**TUGAS ANDA**
Menurut teks sumber, di bawah komando siapa saja pasukan Majapahit mematahkan serangan pasukan Sunda ke arah selatan?

Kemudian terjadilah insiden antara utusan Prabu Maharaja Linggabuanawisesa dengan Mahapatih Gajah Mada. Perselisihan berakhir dengan dicaci-makinya Gajah Mada oleh utusan Kerajaan Sunda yang terkejut bahwa kedatangan mereka sekadar untuk menyerahkan tanda takluk atau mengakui superioritas Majapahit, dan berbeda dari undangan sebelumnya.
Sebelum Prabu Hayam Wuruk memberikan keputusanan, Gajah Mada sudah mengerahkan pasukannya ke lapangan Bubat dan mengancam Linggabuanawisesa untuk mengakui superioritas Majapahit.
Para pemimpin Sunda yang terdiri dari Larang Agung, Tuan Sohan, Tuan Gempong, Panji Melong, Orang Pangulu, Orang Saya, Rangga Kaweni, Orang Siring, Sutrajali dan Jagatsaya naik pitam ketika mengetahui niat Gajah Mada itu. Demi mempertahankan kehormatan sebagai ksatria Sunda, Linggabuanawisesa menolak tekanan itu dan mereka memutuskan melakukan perlawanan terhadap pasukan Majapahit
Satu lesatan anak panah entah dari busur siapa menerjang utusan Gajah Mada hingga terkapar di tanah. Suasana tidak terkendali. Perang pun tidak terlelakkan lagi.
Rombongan Sunda yang tidak siap berperang terpaksa menghunus pedang dan merentang gendewa untuk menghadapi pasukan Majapahit yang sudah siaga berperang. Timbulah peperangan yang tidak seimbang antara pasukan Gajah Mada yang berjumlah besar dengan pasukan Balamati, para pejabat, keluarga kerajaan dan para menteri dari Kerajaan Sunda di lapangan Bubat.
Pasukan Sunda menyerang ke arah selatan. Di sana, pasukan Majapahit dibuat kocar kacir. Namun serangan dari pasukan Sunda itu dapat dipatahkan oleh pasukan Majapahit di bawah komando Arya Sentong, Patih Gowi, Patih Marga Lewis, Patih Teteg, dan Jaran Baya. Para Menteri Araman dan pasukan berkuda berganti menyerang pasukan Sunda. Peristiwa itu berakhir dengan gugurnya Prabu Maharaja Linggabuanawisesa, para menteri, pejabat Kerajaan Sunda dan segenap keluarga kerajaan Sunda di lapangan Bubat.

**DATA YANG DIBERIKAN**
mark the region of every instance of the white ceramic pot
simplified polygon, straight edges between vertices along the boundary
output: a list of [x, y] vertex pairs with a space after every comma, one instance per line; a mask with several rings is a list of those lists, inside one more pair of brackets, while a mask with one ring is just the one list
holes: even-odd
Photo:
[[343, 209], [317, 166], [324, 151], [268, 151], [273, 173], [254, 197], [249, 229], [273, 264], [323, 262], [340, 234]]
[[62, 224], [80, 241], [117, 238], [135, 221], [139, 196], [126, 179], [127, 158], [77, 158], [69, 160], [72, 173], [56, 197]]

**JAWABAN**
Arya Sentong, Patih Gowi, Patih Marga Lewis, Patih Teteg, dan Jaran Baya.